Татьяна Михайловна (Моисеевна) Лиознова (20 июля 1924 — 29 сентября 2011) — советский российский кинорежиссёр, сценарист, педагог. Народная артистка СССР (1984).
Немного было в СССР женщин-режиссеров, немного их и в современной России. Дело даже не в общей отсталости страны – это профессия была и пока все еще остается по преимуществу мужской. Острый ироничный ум не мешал Татьяне Михайловне Лиозновой верить в советский проект. Кира Георгиевна Муратова моложе всего на десять лет, но для нее это вещи уже несовместные. Поколение двадцатых годов рождения было способно порождать постмодернизм, но отказывалось его распознавать. И в этом его уникальность.

.....

**Выполните задания**
A. В каком году, согласно тексту о Т. М. Лиозновой, она стала народной артисткой СССР?
B. Выпишите из текста о Т. М. Лиозновой отрывок от слов «Татьяна Михайловна (Моисеевна)» до слов «артистка СССР (1984).» включительно.
C. Продолжите текст о Т. М. Лиозновой, начав сразу после его последнего предложения.

.....

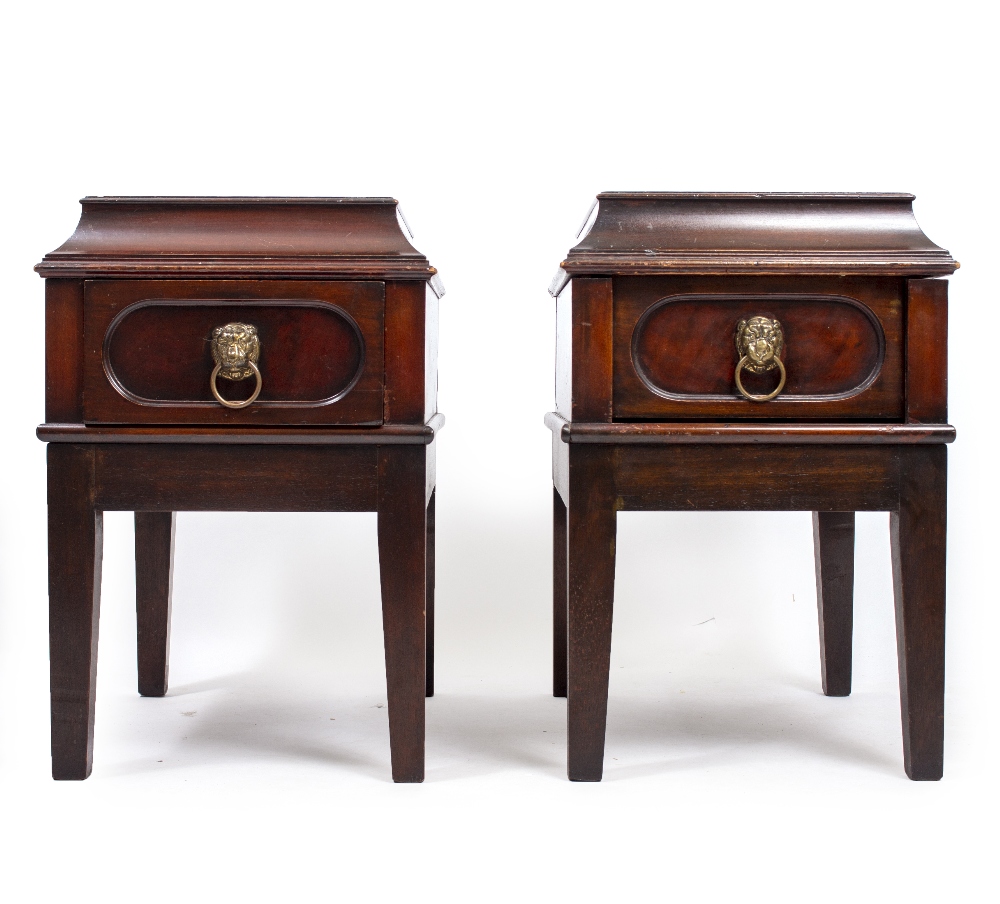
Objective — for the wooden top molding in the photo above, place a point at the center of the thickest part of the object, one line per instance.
(386, 435)
(651, 233)
(315, 238)
(708, 433)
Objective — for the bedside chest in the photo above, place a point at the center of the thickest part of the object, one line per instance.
(747, 352)
(236, 354)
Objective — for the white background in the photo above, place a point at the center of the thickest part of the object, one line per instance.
(264, 775)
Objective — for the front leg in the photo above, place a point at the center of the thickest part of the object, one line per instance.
(591, 530)
(918, 534)
(76, 542)
(402, 552)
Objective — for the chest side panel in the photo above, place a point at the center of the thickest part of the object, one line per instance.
(149, 356)
(840, 342)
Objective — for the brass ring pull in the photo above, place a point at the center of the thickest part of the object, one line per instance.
(245, 402)
(235, 350)
(759, 343)
(759, 398)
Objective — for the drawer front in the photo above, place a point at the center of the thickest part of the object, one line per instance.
(676, 353)
(150, 356)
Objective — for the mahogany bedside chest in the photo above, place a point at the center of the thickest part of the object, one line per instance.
(236, 354)
(748, 352)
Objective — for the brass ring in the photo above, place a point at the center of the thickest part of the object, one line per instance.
(256, 392)
(750, 396)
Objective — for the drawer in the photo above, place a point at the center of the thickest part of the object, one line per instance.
(149, 356)
(676, 353)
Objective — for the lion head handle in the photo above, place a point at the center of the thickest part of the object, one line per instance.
(234, 347)
(760, 340)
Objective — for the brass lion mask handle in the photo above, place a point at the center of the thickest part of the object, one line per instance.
(760, 344)
(235, 350)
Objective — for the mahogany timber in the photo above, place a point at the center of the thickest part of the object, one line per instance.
(370, 448)
(833, 544)
(675, 353)
(148, 351)
(861, 425)
(238, 238)
(927, 342)
(154, 564)
(724, 233)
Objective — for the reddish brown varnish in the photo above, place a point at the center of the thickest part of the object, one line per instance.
(860, 426)
(675, 349)
(345, 421)
(149, 357)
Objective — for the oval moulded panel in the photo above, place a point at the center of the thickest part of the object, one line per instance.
(684, 346)
(158, 352)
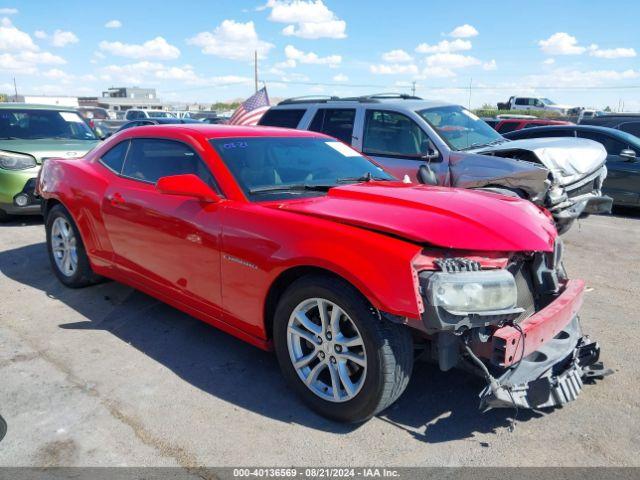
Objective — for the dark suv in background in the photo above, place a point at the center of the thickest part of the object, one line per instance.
(445, 144)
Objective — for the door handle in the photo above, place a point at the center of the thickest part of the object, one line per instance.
(116, 200)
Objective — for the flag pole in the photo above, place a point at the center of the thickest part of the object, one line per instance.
(255, 68)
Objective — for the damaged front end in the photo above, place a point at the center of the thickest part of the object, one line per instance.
(514, 321)
(576, 173)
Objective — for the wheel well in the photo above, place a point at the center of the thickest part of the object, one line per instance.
(280, 285)
(48, 205)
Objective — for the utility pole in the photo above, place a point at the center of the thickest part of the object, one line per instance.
(255, 68)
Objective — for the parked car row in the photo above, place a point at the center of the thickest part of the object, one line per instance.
(333, 241)
(410, 136)
(296, 242)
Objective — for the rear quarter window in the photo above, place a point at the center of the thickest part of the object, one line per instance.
(286, 118)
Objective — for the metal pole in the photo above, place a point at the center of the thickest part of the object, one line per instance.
(255, 68)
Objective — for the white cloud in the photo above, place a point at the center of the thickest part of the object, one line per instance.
(612, 53)
(306, 18)
(437, 72)
(113, 24)
(158, 48)
(295, 55)
(490, 65)
(561, 43)
(451, 60)
(397, 56)
(445, 46)
(463, 31)
(27, 62)
(394, 69)
(61, 38)
(12, 39)
(590, 78)
(233, 40)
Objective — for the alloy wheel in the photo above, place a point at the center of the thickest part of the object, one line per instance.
(63, 246)
(326, 350)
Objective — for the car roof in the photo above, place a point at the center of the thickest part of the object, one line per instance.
(34, 106)
(208, 130)
(396, 103)
(583, 128)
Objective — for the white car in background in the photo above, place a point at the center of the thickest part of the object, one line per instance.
(140, 114)
(534, 103)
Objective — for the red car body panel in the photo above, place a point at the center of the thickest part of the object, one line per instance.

.....

**Ответы к заданиям**
A. В 1984 году.

B.
Татьяна Михайловна (Моисеевна) Лиознова (20 июля 1924 — 29 сентября 2011) — советский российский кинорежиссёр, сценарист, педагог. Народная артистка СССР (1984).

C.
Оммаж в честь Татьяны Лиозновой можно было бы озаглавить «О секундах – не свысока» или «Ей покорилось кино». В духе журнала «Экран и сцена» или газеты «Советская культура». Татьяна Михайловна – мастер старой школы, ей близка такая риторика. Чтоб над этим языком смеяться – ни Боже мой. Судя по интервью, превращение Штирлица в героя анекдотов было ею воспринято неоднозначно. Вся страна любила его, наряду с Чапаевым, разделяя на двоих архетип Ивана-дурака. Стихийный революционер из «гущи народной» (инверсия обязательна) не вошел бы в повальную моду без фальшивого эсесовца, по утрам пьющего кофе и паркующего «Опель» в буржуазном пригороде. Они – близнецы низовой культуры позднего «совка», наработавшего критическую массу непослушания. Как выяснилось много позже, она ушла в пустопорожнее зубоскальство. Шестидесятые еще не умели смеяться над собой, семидесятые с лихвой искупили этот грех. Первым начал Штирлиц, пусть и без ведома автора. И это – отдельная история.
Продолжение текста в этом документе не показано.